**WHAT YOU WILL DO**:
Which lines in the material below contain the string "mirror"? Pick out and copy each of them; uppercase and lowercase count as different.
— BEGIN SOURCE RECORDS —
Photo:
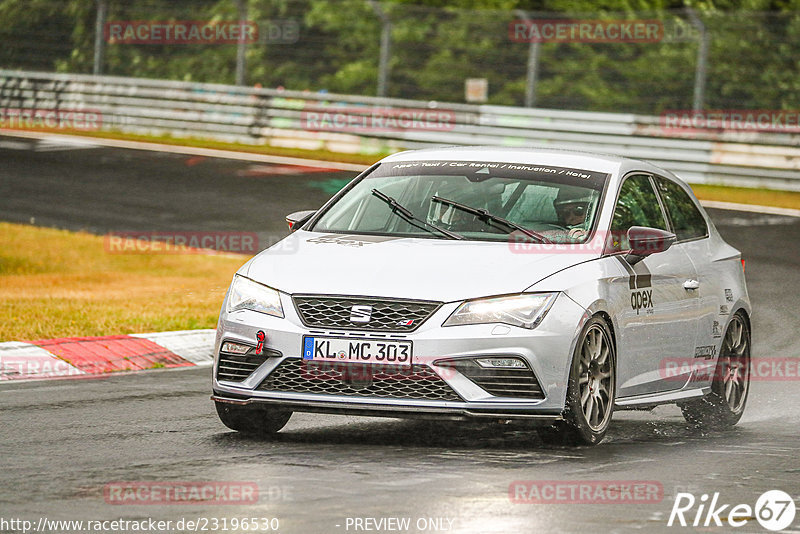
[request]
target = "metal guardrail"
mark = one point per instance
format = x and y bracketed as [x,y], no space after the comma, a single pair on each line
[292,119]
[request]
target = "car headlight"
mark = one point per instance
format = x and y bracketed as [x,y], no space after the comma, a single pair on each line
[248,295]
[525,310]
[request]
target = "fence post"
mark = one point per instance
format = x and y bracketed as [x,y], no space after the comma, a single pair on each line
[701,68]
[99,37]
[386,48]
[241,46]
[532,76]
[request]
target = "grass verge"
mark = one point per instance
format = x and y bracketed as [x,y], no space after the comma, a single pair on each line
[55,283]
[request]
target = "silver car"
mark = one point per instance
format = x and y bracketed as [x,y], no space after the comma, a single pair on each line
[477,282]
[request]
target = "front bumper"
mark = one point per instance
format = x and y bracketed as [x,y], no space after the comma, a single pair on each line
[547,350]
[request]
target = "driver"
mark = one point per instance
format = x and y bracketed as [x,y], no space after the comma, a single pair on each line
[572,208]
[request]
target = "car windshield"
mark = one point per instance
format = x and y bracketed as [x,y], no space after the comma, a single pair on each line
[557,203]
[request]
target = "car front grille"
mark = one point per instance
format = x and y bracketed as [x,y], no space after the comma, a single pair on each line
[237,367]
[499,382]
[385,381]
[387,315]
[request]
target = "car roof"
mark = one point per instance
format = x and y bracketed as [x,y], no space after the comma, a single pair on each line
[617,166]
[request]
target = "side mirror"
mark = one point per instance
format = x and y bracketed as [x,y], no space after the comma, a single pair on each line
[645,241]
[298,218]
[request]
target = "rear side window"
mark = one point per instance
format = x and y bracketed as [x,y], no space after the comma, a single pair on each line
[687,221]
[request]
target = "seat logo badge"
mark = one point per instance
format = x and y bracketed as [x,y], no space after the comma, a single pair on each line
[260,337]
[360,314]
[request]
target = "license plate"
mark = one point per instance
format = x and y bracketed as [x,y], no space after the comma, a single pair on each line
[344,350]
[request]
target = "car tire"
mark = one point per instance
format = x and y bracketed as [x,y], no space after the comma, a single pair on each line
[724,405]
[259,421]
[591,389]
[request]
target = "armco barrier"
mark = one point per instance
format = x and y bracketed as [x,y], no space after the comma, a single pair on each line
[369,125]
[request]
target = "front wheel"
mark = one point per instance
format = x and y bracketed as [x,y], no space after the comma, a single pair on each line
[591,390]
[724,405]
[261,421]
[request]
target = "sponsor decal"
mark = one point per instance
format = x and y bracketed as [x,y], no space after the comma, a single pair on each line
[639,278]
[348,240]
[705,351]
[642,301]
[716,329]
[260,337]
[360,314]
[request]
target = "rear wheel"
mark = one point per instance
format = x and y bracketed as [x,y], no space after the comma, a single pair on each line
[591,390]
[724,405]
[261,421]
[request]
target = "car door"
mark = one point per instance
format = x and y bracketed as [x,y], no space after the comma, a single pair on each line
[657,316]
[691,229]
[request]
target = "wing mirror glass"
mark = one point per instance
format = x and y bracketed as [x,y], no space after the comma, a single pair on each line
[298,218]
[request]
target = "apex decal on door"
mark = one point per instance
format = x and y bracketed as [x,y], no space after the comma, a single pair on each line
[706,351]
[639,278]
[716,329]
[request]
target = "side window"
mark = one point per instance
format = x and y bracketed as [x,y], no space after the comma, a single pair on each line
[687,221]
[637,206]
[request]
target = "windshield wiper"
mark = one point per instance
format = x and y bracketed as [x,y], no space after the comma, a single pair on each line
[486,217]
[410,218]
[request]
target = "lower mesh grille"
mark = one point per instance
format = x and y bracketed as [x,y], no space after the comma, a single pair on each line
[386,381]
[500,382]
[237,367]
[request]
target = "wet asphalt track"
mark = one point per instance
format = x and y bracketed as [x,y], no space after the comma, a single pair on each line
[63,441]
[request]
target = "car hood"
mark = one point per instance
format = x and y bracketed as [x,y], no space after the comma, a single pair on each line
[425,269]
— END SOURCE RECORDS —
— BEGIN SOURCE RECORDS —
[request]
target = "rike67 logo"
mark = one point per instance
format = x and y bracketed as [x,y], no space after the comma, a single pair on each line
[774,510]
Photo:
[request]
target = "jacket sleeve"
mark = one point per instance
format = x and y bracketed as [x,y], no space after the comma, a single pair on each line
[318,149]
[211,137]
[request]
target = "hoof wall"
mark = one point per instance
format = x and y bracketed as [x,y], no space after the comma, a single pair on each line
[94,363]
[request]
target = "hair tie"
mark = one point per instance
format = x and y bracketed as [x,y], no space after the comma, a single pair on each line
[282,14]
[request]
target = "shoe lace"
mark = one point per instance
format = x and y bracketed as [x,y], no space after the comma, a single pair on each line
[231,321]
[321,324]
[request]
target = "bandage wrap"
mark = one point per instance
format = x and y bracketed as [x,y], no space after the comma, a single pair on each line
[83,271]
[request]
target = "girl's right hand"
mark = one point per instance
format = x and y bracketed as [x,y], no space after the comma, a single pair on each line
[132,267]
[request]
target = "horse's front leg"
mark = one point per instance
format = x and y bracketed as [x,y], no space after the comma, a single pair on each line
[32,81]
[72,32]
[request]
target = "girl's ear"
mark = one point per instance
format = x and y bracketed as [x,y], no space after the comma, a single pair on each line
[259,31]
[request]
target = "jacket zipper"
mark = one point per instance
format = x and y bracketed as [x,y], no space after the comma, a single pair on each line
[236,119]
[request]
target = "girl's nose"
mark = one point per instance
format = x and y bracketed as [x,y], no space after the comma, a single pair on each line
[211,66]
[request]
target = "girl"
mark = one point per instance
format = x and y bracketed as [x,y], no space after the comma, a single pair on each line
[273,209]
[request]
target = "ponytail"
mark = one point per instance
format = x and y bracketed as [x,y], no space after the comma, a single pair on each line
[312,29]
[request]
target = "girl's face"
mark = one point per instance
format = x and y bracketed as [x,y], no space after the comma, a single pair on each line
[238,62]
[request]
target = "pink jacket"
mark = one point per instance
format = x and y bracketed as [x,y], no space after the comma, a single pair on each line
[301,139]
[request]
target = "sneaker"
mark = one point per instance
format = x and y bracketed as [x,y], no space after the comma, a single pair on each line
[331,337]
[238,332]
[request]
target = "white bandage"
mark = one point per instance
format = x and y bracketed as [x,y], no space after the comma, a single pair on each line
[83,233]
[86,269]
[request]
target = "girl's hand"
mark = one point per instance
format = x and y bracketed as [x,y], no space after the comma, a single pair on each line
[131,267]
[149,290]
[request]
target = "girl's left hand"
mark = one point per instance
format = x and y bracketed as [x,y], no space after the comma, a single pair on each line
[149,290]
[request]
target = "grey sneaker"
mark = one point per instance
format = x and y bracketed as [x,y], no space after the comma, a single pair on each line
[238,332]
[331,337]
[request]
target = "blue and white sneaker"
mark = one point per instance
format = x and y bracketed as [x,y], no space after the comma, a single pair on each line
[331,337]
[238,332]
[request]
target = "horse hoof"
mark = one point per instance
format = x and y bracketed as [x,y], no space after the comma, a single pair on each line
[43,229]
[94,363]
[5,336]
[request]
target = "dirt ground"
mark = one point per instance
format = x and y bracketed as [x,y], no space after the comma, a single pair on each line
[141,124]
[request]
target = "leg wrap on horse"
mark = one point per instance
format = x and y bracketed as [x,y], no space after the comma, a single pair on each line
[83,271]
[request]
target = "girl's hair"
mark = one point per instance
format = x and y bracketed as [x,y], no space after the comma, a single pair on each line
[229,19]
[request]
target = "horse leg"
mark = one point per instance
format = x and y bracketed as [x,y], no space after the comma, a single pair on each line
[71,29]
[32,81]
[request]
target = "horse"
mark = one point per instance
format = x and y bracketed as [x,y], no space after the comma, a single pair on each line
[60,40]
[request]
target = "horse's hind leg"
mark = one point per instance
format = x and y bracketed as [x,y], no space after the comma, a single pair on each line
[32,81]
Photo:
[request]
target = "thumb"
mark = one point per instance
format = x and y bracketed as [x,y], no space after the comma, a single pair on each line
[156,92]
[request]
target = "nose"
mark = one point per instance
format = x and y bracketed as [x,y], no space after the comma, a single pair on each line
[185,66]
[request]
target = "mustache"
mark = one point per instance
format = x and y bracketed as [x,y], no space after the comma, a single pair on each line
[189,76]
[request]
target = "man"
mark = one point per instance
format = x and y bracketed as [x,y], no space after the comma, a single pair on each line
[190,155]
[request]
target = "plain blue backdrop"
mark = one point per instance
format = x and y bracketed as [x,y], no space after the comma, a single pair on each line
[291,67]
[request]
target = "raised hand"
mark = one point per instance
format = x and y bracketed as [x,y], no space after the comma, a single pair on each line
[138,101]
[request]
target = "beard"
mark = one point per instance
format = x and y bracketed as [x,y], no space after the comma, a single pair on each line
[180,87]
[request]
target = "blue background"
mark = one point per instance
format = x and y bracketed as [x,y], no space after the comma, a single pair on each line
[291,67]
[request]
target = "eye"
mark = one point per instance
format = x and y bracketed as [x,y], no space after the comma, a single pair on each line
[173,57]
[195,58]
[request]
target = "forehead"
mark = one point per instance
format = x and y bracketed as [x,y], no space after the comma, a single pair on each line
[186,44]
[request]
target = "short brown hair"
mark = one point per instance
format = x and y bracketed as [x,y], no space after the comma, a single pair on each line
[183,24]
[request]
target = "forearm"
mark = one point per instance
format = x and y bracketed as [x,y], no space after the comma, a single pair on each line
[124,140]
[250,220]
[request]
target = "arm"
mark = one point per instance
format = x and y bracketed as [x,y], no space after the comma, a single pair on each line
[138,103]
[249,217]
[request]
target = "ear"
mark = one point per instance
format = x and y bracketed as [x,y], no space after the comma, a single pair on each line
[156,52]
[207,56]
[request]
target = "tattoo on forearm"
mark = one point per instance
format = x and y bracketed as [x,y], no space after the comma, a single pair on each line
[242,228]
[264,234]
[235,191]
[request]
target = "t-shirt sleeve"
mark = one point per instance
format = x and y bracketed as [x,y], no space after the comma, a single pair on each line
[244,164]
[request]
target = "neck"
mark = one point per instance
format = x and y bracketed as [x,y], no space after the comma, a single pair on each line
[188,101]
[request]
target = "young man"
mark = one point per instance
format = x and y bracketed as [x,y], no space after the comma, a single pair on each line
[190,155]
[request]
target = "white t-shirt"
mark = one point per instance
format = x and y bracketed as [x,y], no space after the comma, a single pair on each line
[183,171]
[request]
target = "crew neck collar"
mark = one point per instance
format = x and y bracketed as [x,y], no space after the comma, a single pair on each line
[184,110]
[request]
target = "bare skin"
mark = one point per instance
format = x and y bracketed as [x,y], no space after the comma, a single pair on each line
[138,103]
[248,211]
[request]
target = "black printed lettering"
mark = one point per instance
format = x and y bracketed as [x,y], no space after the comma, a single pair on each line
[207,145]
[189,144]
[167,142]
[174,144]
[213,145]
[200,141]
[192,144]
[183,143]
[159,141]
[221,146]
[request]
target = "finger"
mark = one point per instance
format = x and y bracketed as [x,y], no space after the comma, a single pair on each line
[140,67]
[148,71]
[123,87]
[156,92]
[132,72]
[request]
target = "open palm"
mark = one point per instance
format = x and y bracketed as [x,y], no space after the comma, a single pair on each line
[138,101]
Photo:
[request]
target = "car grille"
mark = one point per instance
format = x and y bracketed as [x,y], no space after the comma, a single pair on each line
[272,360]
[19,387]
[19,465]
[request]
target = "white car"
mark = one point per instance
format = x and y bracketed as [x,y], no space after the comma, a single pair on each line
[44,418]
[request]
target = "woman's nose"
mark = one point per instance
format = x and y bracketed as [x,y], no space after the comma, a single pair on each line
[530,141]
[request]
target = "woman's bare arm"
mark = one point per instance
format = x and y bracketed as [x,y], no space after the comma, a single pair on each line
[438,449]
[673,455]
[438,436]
— END SOURCE RECORDS —
**RESPONSE TO THE TASK**:
target = "side mirror"
target = "wing mirror glass"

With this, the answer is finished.